> What the task asks
Copy out the documentation page for the functional maze module below word for word, from its heading through the last line of code.

> Page excerpt
Module `moog_demos.example_configs.functional_maze`

Maze task with predators, prey, and boosters.

The predators (red circles) chase the agent. The agent receives reward for catching prey (yellow circles), which disappear upon capture. The boosters (blue triangles) temporarily increase the agent's speed. The portals (white squares) teleport the agent from one place to another.

Functions

def get_config(_)

Expand source code

def get_config(_):
    """Get environment config."""

    ############################################################################
    # Sprite initialization
    ############################################################################

    # Agent
    agent_factors = distribs.Product(
        [distribs.Continuous('x', 0.1, 0.9),
         distribs.Continuous('y', 0.1, 0.9)],
        shape='circle', scale=0.1, c0=0.33, c1=1., c2=0.7,
    )

    # Predators
    predator_factors = distribs.Product(
        [distribs.Continuous('x', 0.1, 0.9),
         distribs.Continuous('y', 0.1, 0.9)],
        shape='circle', scale=0.1, c0=0., c1=1., c2=0.8,
    )

> Given data
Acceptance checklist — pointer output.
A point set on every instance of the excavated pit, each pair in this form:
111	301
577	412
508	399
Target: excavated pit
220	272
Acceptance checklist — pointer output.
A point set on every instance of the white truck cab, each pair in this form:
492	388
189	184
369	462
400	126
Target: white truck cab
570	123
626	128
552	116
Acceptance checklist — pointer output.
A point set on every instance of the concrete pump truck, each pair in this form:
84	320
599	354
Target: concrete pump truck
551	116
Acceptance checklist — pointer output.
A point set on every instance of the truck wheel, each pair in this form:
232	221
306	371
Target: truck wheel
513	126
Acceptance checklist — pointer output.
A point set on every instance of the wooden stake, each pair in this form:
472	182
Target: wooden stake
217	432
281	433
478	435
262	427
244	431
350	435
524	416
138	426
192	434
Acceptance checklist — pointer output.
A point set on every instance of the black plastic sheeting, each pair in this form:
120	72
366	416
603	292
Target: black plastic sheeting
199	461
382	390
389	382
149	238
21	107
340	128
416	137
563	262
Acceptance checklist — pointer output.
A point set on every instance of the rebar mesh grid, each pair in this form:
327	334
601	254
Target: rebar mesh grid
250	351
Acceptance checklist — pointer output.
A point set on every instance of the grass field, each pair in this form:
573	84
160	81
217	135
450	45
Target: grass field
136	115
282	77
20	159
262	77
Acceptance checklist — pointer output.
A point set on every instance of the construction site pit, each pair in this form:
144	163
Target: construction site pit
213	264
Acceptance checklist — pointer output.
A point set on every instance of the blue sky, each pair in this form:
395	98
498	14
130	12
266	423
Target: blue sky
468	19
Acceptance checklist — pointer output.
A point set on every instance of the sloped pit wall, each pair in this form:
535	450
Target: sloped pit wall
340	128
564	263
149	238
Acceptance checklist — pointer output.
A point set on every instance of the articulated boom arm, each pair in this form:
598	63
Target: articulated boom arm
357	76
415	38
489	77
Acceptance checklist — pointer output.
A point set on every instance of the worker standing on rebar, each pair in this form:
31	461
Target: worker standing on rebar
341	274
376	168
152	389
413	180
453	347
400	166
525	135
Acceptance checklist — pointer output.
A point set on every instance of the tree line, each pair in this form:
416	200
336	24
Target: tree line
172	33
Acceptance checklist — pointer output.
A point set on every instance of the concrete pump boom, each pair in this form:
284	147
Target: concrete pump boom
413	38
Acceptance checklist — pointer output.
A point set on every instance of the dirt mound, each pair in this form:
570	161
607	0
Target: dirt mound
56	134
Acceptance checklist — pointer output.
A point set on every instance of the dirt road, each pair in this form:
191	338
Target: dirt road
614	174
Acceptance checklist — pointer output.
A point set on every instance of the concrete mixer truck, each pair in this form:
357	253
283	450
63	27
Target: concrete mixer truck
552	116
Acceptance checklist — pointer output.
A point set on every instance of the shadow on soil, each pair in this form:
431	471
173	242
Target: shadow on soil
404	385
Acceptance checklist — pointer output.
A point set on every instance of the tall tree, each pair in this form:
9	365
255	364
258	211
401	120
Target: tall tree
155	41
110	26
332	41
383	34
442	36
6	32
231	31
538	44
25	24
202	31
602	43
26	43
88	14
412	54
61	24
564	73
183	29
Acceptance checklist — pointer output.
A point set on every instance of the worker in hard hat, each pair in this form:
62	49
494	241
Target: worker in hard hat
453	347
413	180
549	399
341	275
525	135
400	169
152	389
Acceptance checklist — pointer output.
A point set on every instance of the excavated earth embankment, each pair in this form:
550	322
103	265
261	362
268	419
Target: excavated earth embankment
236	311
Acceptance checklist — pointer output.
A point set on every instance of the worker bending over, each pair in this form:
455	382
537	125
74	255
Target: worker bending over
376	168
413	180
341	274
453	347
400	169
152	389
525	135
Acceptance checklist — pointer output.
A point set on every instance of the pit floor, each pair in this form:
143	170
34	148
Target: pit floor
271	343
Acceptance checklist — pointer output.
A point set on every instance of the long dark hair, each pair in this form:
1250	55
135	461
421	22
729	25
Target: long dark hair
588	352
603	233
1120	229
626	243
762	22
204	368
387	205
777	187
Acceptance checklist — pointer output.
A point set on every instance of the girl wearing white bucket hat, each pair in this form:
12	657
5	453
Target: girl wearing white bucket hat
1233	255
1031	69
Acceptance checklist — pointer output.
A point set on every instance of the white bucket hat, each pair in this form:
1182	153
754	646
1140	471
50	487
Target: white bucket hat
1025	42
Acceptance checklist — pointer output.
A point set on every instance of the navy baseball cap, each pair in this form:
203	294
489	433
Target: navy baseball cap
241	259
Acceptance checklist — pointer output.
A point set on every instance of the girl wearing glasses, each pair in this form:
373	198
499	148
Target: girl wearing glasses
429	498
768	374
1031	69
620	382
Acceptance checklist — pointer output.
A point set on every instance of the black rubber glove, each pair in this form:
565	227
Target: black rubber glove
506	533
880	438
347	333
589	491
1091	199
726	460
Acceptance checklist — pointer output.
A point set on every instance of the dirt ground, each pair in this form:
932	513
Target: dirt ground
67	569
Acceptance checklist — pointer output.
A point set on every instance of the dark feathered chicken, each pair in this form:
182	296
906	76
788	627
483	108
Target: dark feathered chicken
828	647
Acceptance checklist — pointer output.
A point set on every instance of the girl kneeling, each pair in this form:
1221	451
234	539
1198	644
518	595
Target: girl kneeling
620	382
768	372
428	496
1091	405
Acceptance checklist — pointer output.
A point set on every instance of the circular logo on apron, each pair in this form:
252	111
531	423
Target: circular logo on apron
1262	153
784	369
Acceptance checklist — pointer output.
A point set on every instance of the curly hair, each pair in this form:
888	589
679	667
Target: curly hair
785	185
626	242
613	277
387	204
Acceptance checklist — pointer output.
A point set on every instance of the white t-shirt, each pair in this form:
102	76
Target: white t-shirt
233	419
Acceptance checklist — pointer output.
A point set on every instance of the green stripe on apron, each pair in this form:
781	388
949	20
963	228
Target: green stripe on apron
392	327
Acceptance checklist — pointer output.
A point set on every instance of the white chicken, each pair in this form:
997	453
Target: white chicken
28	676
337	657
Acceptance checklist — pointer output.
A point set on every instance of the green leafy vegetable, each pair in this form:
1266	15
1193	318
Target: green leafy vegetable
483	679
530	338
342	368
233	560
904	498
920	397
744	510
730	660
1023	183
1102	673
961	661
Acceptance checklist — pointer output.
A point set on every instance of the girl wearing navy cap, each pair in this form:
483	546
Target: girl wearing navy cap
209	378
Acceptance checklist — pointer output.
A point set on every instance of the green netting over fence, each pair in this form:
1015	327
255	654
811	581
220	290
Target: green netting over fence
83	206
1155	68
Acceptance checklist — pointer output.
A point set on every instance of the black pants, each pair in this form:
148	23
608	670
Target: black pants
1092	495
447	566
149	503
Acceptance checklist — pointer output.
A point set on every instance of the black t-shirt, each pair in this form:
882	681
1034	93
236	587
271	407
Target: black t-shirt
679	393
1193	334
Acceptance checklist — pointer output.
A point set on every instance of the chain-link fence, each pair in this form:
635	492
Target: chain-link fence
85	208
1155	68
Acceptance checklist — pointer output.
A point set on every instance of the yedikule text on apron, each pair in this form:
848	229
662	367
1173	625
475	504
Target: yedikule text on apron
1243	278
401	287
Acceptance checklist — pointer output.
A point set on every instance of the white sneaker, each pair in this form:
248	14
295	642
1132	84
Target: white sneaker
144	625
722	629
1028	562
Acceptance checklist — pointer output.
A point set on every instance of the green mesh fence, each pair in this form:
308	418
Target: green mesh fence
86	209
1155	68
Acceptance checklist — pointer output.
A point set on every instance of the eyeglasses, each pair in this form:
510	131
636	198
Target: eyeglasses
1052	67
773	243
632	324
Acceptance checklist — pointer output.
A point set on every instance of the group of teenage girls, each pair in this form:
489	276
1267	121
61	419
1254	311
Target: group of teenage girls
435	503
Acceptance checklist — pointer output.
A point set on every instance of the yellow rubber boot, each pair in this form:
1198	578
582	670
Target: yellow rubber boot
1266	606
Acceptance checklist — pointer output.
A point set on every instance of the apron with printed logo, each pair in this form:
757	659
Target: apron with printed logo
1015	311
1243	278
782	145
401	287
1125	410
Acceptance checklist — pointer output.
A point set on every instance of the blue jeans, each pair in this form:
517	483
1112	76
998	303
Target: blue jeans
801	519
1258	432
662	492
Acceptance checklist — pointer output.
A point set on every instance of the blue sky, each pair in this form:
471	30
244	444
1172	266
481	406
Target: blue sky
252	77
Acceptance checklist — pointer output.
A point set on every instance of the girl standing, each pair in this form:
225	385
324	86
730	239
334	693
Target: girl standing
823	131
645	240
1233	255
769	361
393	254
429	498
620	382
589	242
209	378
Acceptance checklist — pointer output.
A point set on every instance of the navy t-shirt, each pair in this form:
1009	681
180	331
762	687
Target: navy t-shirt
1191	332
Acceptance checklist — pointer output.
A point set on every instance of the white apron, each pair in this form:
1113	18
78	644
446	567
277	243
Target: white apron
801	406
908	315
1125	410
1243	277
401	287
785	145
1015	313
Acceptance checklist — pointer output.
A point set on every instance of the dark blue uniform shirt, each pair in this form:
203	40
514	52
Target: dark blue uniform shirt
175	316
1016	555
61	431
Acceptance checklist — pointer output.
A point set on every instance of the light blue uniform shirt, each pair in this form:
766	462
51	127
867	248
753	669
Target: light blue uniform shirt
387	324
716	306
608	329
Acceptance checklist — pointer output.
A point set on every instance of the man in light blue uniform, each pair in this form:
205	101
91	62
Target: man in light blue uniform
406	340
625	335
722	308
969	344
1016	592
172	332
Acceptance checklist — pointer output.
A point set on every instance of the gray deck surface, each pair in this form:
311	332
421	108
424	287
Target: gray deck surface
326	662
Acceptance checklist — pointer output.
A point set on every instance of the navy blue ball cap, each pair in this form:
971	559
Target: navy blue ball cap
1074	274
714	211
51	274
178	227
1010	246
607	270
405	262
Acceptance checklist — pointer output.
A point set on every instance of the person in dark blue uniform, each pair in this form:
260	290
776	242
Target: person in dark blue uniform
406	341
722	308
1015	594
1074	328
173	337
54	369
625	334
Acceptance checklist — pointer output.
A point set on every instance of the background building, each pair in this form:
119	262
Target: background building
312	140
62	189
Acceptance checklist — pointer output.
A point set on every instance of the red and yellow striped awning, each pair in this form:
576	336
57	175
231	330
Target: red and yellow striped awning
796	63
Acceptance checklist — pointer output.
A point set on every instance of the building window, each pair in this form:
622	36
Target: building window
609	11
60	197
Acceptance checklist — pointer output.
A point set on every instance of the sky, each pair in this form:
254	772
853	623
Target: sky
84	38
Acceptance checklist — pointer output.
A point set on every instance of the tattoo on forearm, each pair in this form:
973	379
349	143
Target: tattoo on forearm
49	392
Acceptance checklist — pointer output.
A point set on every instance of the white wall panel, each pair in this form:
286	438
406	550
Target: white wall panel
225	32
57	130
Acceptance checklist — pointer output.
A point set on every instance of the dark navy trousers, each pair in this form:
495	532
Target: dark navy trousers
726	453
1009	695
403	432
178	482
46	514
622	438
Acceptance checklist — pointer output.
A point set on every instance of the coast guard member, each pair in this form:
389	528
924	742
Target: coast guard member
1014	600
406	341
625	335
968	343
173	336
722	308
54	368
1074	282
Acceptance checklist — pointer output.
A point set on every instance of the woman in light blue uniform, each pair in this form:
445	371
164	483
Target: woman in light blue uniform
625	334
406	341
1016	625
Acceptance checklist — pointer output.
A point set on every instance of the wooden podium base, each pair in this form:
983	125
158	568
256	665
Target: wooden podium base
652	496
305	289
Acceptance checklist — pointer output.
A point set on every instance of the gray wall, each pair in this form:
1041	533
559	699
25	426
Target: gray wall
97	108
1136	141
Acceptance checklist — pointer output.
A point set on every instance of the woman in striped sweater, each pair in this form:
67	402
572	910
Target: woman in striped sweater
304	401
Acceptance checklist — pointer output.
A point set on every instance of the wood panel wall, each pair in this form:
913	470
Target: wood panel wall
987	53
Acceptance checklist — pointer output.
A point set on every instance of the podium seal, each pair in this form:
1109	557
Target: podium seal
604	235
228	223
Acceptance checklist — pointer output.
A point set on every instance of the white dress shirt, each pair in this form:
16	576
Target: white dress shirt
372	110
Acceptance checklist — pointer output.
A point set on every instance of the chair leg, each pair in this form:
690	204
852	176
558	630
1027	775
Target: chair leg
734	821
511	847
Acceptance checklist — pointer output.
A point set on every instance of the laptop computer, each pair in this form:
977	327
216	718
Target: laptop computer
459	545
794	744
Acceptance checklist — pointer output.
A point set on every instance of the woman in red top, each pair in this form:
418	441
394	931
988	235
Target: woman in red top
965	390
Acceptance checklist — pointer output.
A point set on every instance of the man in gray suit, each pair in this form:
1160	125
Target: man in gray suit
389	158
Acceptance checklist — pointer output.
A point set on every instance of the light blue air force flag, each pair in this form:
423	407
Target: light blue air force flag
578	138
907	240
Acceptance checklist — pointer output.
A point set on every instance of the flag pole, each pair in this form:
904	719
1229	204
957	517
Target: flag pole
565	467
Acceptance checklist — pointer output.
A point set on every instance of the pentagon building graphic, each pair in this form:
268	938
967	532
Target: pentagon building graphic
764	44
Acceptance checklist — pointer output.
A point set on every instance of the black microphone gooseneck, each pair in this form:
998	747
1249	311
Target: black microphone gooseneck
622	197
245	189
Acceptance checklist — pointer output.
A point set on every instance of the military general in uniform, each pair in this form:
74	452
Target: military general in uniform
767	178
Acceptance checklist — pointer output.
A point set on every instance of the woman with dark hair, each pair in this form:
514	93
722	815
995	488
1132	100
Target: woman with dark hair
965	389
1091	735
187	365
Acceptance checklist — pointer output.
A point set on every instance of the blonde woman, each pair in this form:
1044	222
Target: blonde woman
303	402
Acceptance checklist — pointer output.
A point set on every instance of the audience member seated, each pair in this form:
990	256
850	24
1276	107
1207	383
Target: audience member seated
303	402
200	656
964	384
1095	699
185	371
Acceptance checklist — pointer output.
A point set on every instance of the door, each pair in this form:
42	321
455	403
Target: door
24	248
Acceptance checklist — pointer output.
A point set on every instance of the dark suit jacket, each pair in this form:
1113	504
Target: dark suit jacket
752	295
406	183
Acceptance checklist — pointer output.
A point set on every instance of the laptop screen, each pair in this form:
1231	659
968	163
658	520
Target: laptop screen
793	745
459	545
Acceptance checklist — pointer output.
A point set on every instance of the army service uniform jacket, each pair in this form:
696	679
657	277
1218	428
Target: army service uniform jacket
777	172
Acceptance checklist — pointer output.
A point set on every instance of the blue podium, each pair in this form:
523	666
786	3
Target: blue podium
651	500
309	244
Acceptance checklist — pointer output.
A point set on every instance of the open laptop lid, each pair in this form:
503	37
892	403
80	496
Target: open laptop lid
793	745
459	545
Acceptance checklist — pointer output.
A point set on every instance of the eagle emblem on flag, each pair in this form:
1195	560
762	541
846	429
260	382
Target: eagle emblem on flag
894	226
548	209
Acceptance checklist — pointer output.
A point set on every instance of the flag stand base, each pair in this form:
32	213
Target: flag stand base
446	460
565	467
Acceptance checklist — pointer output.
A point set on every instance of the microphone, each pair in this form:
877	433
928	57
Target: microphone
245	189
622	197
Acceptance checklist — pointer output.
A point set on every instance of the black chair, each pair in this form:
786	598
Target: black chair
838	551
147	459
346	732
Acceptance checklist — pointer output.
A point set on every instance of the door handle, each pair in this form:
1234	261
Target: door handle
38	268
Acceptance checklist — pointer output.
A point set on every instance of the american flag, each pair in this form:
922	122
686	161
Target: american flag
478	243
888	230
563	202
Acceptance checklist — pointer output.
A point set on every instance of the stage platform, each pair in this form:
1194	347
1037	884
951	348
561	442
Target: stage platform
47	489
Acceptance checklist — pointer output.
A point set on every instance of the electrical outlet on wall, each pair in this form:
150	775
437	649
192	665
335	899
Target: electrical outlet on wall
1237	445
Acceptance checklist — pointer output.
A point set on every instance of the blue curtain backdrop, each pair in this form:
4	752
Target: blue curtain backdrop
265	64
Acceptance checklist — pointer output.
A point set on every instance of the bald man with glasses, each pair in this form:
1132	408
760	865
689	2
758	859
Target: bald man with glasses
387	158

> Worked answer
Module `moog_demos.example_configs.functional_maze`

Maze task with predators, prey, and boosters.

The predators (red circles) chase the agent. The agent receives reward for catching prey (yellow circles), which disappear upon capture. The boosters (blue triangles) temporarily increase the agent's speed. The portals (white squares) teleport the agent from one place to another.

Functions

def get_config(_)

Expand source code

def get_config(_):
    """Get environment config."""

    ############################################################################
    # Sprite initialization
    ############################################################################

    # Agent
    agent_factors = distribs.Product(
        [distribs.Continuous('x', 0.1, 0.9),
         distribs.Continuous('y', 0.1, 0.9)],
        shape='circle', scale=0.1, c0=0.33, c1=1., c2=0.7,
    )

    # Predators
    predator_factors = distribs.Product(
        [distribs.Continuous('x', 0.1, 0.9),
         distribs.Continuous('y', 0.1, 0.9)],
        shape='circle', scale=0.1, c0=0., c1=1., c2=0.8,
    )